## Текст отрывка:

-*-*-

В этой миниатюре все важно, все значительно для дальнейшего рассказа. У колыбели человечества стоят не олимпийские боги, а своего рода идеальные смертные: благочестивые, наивные и влюбленные друг в друга супруги; люди же являются плодом их союза, в ком изначально заложена та самая candor animi (блеск, чистота души), которую Овидий ценит превыше всего не только в названной поэме, но и в поэзии изгнания. Человек уже при своем появлении высок душой и пронесет эту высоту через все преграды к «золотому веку» Августа, венчающему поэму; только в этом веке воцарится в конце концов прочный мир между людьми и богами, мир вечный и непоколебимый.
Конечно, восходя постепенно к троянскому времени, а потом к послетроянскому («историческому»), Овидий придерживается и генеалогических ориентиров — ведь дети, родившиеся от божественных отцов, были согласно мифологии родоначальниками различных родов, но больше всего автора интересует самый феномен любви и его значение в судьбе человека. При этом он демонстрирует читателям разнообразнейшие случаи страсти — от патологических до возвышенно-романтических — и показывает, как растет постепенно к концу поэмы содержательность и одухотворенность внутренней жизни героев.
После потопа, когда из илистых болот на земле появились уродливые и страшные существа, Аполлон избавил мир от чудовищного дракона Пифона. В честь победы были учреждены в Греции знаменитые пифийские игры, но об этом говорится походя, новый же раздел поэмы начинается многозначительными словами: «Первой любовью Феба была дочь бога реки Пенея — Дафна».

-*-*-

Размеченные фотографии: данные для локализации объектов:
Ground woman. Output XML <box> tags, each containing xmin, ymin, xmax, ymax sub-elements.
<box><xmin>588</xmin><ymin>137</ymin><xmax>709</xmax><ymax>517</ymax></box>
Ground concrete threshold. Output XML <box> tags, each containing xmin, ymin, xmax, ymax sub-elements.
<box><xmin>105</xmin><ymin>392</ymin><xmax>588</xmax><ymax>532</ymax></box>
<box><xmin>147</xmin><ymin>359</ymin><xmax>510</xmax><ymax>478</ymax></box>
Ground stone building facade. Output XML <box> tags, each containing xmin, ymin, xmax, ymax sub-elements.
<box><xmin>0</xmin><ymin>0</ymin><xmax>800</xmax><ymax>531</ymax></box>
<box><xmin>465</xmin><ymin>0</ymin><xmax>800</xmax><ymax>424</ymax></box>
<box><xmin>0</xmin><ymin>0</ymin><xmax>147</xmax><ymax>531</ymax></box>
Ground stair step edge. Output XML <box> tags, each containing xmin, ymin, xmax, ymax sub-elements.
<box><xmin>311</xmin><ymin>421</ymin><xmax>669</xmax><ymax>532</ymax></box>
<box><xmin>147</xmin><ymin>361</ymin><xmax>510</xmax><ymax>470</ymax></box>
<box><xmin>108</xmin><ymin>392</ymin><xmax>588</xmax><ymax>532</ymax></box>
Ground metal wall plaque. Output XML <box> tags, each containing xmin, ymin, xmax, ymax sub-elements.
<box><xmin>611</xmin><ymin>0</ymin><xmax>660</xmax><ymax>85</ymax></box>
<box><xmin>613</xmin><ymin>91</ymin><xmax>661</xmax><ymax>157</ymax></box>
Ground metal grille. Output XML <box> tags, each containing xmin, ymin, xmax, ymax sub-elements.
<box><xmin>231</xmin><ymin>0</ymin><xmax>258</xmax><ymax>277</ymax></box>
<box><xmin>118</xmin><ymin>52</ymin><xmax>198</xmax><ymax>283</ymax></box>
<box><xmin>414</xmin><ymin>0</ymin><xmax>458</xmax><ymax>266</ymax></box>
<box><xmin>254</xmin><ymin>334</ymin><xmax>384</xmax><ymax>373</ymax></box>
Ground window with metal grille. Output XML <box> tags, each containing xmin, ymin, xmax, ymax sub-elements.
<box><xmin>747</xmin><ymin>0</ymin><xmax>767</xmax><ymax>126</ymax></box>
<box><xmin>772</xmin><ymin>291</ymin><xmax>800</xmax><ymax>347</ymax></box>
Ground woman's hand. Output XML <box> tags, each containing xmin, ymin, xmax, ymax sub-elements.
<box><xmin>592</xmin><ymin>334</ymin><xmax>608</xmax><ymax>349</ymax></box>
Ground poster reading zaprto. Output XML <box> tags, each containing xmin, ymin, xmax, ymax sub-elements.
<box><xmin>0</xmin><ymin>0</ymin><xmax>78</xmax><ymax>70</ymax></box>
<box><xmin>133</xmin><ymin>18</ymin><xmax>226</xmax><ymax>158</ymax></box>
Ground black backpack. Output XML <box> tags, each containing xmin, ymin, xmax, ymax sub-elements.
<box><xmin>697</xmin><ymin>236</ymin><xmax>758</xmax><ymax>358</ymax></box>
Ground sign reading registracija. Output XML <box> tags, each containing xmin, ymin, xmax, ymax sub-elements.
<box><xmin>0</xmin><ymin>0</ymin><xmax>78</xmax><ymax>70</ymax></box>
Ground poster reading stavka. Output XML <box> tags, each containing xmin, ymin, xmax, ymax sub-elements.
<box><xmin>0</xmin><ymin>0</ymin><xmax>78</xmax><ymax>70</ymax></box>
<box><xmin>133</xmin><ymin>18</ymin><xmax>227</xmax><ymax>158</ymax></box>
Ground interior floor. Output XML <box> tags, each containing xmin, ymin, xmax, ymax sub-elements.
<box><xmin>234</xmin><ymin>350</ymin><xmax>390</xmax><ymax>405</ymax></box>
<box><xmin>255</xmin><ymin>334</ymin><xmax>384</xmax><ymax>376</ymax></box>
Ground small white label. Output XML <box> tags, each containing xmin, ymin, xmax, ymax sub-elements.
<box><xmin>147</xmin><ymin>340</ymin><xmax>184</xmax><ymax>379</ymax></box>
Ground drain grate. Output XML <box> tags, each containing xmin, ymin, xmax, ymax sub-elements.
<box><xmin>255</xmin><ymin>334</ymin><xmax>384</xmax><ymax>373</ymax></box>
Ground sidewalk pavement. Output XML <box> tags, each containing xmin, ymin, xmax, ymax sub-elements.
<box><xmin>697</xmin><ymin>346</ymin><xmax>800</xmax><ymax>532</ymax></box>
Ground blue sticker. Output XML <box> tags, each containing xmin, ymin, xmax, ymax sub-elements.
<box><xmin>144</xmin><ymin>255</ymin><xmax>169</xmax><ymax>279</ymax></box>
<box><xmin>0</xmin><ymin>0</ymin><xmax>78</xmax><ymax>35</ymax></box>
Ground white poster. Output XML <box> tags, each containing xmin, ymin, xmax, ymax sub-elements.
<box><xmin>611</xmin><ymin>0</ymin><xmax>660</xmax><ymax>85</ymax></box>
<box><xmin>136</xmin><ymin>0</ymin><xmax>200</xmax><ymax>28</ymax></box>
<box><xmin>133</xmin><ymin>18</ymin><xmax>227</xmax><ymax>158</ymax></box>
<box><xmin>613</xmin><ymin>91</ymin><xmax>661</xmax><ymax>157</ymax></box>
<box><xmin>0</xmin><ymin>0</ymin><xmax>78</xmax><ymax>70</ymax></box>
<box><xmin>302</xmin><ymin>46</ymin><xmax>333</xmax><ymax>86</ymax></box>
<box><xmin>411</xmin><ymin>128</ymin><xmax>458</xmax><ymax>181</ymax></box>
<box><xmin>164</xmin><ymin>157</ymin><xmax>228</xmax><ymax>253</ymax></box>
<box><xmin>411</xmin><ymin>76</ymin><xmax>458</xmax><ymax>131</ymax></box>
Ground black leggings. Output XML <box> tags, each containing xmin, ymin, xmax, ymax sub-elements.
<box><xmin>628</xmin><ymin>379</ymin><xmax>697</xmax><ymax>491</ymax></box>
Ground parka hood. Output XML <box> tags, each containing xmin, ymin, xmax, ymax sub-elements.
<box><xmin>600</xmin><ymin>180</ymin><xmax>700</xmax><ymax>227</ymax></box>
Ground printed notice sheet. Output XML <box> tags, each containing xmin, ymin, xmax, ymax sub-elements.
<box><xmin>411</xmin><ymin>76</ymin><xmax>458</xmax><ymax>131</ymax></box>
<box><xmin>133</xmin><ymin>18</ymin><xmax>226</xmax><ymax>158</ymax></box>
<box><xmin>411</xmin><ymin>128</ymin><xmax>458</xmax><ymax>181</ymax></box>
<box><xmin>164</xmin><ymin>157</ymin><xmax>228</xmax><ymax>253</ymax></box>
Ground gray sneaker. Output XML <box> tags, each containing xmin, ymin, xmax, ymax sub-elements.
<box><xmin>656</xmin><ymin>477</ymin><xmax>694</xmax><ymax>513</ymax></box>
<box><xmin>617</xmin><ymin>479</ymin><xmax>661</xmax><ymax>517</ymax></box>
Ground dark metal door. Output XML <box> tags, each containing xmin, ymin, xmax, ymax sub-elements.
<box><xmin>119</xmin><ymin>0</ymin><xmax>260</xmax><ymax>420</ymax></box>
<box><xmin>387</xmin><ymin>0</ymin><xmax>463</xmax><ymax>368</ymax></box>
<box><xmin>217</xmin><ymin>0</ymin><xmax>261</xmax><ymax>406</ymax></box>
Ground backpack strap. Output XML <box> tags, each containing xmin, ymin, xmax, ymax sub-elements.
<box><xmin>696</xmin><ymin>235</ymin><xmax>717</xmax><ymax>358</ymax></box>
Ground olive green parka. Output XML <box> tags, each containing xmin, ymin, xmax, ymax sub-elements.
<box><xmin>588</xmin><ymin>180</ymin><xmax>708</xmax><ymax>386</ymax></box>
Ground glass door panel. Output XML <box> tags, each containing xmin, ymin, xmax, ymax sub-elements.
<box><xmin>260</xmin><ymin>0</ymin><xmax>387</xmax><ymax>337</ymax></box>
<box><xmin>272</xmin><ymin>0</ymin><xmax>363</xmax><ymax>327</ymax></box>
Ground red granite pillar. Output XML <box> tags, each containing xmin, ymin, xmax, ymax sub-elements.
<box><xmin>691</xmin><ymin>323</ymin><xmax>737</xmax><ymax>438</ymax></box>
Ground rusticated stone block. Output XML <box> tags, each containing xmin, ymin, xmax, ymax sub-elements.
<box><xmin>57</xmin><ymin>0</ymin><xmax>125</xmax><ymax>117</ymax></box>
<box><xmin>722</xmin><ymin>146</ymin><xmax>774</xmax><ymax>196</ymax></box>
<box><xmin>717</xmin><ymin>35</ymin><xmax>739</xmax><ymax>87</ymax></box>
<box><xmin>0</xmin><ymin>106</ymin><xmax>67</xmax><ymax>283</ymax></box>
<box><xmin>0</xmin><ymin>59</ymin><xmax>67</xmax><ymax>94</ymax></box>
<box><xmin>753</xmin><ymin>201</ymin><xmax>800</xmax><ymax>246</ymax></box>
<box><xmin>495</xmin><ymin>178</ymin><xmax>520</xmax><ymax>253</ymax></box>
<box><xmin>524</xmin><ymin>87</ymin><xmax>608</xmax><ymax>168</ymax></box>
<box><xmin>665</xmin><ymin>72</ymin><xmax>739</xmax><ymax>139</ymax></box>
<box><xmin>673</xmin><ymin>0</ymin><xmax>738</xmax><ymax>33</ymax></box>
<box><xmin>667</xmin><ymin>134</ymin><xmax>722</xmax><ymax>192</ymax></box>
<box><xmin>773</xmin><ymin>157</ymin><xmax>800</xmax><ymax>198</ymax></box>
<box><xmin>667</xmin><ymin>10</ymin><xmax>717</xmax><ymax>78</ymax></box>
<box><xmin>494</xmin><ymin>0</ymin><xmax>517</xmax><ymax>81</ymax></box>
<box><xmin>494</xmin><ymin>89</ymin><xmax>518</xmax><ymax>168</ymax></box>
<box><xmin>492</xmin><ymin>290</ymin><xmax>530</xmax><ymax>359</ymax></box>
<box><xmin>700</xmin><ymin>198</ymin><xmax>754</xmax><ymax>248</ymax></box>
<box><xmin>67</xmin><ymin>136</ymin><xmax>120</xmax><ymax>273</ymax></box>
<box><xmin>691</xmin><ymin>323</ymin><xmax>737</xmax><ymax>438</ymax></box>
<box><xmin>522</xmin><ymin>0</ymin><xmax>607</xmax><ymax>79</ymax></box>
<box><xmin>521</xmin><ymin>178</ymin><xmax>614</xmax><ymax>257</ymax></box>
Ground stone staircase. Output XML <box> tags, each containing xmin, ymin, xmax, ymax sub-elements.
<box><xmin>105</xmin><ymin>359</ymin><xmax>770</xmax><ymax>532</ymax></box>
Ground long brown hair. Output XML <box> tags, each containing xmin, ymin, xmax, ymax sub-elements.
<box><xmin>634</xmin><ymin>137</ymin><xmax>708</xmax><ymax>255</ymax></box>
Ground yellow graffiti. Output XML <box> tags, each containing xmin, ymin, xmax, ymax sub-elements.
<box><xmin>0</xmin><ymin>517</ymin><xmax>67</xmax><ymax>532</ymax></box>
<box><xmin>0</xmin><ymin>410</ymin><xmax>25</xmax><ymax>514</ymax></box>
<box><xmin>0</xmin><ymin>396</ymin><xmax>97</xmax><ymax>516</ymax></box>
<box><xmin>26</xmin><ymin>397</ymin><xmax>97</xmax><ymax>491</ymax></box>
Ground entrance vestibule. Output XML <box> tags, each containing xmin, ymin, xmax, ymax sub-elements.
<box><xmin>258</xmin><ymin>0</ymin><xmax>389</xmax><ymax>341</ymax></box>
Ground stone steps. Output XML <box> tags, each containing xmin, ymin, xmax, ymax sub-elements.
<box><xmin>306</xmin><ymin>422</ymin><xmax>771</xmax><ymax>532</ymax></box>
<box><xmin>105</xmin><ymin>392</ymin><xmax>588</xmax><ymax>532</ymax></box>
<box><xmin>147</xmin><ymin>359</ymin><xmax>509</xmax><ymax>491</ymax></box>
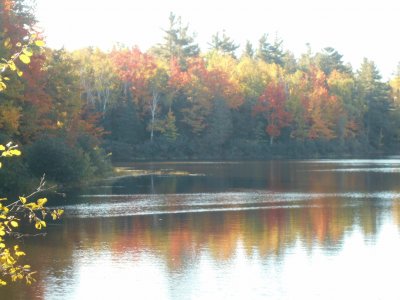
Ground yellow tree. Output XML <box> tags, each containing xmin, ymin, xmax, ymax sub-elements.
<box><xmin>0</xmin><ymin>36</ymin><xmax>63</xmax><ymax>286</ymax></box>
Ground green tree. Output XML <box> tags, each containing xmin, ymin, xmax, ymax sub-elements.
<box><xmin>314</xmin><ymin>47</ymin><xmax>351</xmax><ymax>75</ymax></box>
<box><xmin>208</xmin><ymin>31</ymin><xmax>240</xmax><ymax>57</ymax></box>
<box><xmin>153</xmin><ymin>13</ymin><xmax>200</xmax><ymax>68</ymax></box>
<box><xmin>356</xmin><ymin>58</ymin><xmax>391</xmax><ymax>149</ymax></box>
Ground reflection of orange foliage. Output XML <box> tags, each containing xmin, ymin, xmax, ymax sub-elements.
<box><xmin>392</xmin><ymin>199</ymin><xmax>400</xmax><ymax>226</ymax></box>
<box><xmin>56</xmin><ymin>199</ymin><xmax>362</xmax><ymax>270</ymax></box>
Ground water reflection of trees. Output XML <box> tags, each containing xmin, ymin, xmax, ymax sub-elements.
<box><xmin>5</xmin><ymin>198</ymin><xmax>400</xmax><ymax>299</ymax></box>
<box><xmin>50</xmin><ymin>198</ymin><xmax>390</xmax><ymax>268</ymax></box>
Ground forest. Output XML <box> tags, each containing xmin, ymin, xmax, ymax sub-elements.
<box><xmin>0</xmin><ymin>0</ymin><xmax>400</xmax><ymax>192</ymax></box>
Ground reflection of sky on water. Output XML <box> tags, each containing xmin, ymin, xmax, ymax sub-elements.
<box><xmin>39</xmin><ymin>216</ymin><xmax>400</xmax><ymax>299</ymax></box>
<box><xmin>313</xmin><ymin>167</ymin><xmax>400</xmax><ymax>173</ymax></box>
<box><xmin>6</xmin><ymin>159</ymin><xmax>400</xmax><ymax>300</ymax></box>
<box><xmin>61</xmin><ymin>191</ymin><xmax>400</xmax><ymax>218</ymax></box>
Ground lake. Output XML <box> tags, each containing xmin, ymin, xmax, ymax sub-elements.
<box><xmin>0</xmin><ymin>158</ymin><xmax>400</xmax><ymax>300</ymax></box>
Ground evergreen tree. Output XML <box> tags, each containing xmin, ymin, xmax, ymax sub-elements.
<box><xmin>154</xmin><ymin>13</ymin><xmax>200</xmax><ymax>67</ymax></box>
<box><xmin>314</xmin><ymin>47</ymin><xmax>351</xmax><ymax>75</ymax></box>
<box><xmin>208</xmin><ymin>31</ymin><xmax>239</xmax><ymax>57</ymax></box>
<box><xmin>357</xmin><ymin>58</ymin><xmax>390</xmax><ymax>149</ymax></box>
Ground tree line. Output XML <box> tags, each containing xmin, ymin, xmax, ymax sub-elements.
<box><xmin>0</xmin><ymin>0</ymin><xmax>400</xmax><ymax>188</ymax></box>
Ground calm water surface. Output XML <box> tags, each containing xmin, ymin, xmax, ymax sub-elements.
<box><xmin>0</xmin><ymin>159</ymin><xmax>400</xmax><ymax>299</ymax></box>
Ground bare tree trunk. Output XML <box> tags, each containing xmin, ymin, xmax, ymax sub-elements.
<box><xmin>150</xmin><ymin>91</ymin><xmax>159</xmax><ymax>143</ymax></box>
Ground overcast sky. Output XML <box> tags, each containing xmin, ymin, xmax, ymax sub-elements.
<box><xmin>36</xmin><ymin>0</ymin><xmax>400</xmax><ymax>79</ymax></box>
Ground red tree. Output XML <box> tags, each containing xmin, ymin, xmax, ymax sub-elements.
<box><xmin>254</xmin><ymin>82</ymin><xmax>292</xmax><ymax>145</ymax></box>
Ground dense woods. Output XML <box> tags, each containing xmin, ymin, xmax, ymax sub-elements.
<box><xmin>0</xmin><ymin>0</ymin><xmax>400</xmax><ymax>188</ymax></box>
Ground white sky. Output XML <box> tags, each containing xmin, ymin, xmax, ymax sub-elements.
<box><xmin>36</xmin><ymin>0</ymin><xmax>400</xmax><ymax>79</ymax></box>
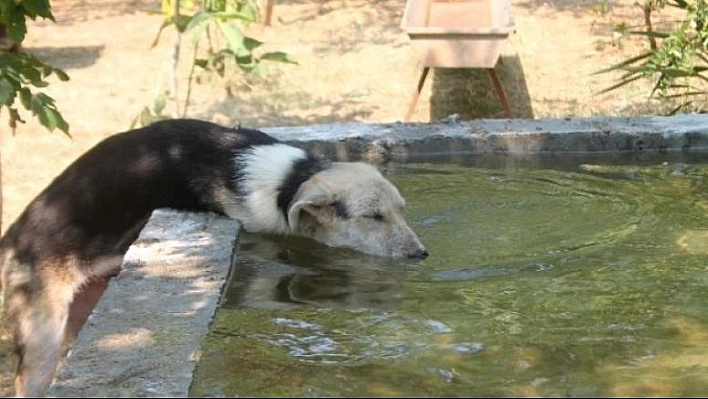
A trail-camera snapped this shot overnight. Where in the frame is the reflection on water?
[191,158,708,396]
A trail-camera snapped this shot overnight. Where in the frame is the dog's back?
[0,120,277,396]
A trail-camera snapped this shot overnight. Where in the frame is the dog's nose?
[408,248,428,259]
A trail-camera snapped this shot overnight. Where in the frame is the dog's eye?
[365,213,384,222]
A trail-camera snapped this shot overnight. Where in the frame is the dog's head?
[288,162,428,258]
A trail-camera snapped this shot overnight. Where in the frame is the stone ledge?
[263,115,708,162]
[47,209,239,397]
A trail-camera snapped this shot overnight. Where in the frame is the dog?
[0,119,428,396]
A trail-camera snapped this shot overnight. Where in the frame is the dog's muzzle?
[408,248,428,259]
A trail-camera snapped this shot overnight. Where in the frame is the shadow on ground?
[25,44,105,69]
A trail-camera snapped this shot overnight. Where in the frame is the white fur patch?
[236,143,307,233]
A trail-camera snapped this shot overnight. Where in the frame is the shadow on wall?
[430,55,534,121]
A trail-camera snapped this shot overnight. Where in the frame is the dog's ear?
[288,182,333,233]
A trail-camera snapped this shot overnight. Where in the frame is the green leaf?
[0,78,15,106]
[217,22,244,53]
[19,0,54,21]
[53,68,69,82]
[7,7,27,43]
[20,87,32,110]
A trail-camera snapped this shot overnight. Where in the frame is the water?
[191,158,708,397]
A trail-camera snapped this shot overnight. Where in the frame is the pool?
[190,154,708,397]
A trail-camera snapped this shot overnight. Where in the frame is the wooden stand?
[403,58,513,122]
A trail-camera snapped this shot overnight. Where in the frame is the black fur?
[0,120,278,272]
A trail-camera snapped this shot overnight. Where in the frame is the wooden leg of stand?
[403,67,430,122]
[488,68,512,118]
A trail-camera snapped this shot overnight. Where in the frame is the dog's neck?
[236,143,329,234]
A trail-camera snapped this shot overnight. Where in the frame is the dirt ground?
[0,0,692,395]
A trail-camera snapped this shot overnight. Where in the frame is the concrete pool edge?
[48,115,708,397]
[263,115,708,162]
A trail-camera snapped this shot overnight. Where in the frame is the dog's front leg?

-*-*-

## Что сделать A:
Выведите без изменений часть отрывка о поэме Овидия между словами «Конечно, восходя постепенно» и «внутренней жизни героев.» включительно.
## Что сделать B:
Ответьте на вопросы по отрывку о поэме Овидия.
(i) Кто избавил мир от дракона Пифона?
(ii) Какие игры учредили в Греции в честь победы над Пифоном?
(iii) Каким латинским выражением названо то, что Овидий ценит превыше всего?
Эти данные никак не связаны с отрывком о поэме Овидия.

## Ответ A:
Конечно, восходя постепенно к троянскому времени, а потом к послетроянскому («историческому»), Овидий придерживается и генеалогических ориентиров — ведь дети, родившиеся от божественных отцов, были согласно мифологии родоначальниками различных родов, но больше всего автора интересует самый феномен любви и его значение в судьбе человека. При этом он демонстрирует читателям разнообразнейшие случаи страсти — от патологических до возвышенно-романтических — и показывает, как растет постепенно к концу поэмы содержательность и одухотворенность внутренней жизни героев.

## Ответ B:
(i) Аполлон.
(ii) Пифийские игры.
(iii) Candor animi (блеск, чистота души).